PROBLEM TO SOLVE => Convert the data below into a two-column CSV with the headers "text" and "answer", giving each piece of text its own row alongside its full answer. Put every field in double quotes and replace any line breaks within a field with spaces.

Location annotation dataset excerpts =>
········
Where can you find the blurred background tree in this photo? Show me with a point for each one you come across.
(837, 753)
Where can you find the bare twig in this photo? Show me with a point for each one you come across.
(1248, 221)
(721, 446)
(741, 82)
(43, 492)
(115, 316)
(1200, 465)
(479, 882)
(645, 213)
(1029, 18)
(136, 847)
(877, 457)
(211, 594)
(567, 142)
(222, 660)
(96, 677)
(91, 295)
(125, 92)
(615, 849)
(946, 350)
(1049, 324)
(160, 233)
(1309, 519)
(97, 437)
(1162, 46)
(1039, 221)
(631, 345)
········
ANSWER =>
text,answer
"Where can you find the blurred background tree in this photo? Show me with a point for each one you come across.","(837, 753)"
"Where can you find the bare twig in this photo? Show me with a point for each one you come across.","(1248, 221) (721, 446) (741, 82) (43, 492) (115, 316) (1200, 465) (479, 882) (645, 213) (1029, 18) (136, 847) (877, 457) (211, 594) (567, 142) (222, 660) (96, 677) (91, 295) (125, 92) (615, 849) (946, 350) (1049, 324) (160, 233) (1309, 519) (97, 437) (1162, 46) (1039, 221) (631, 345)"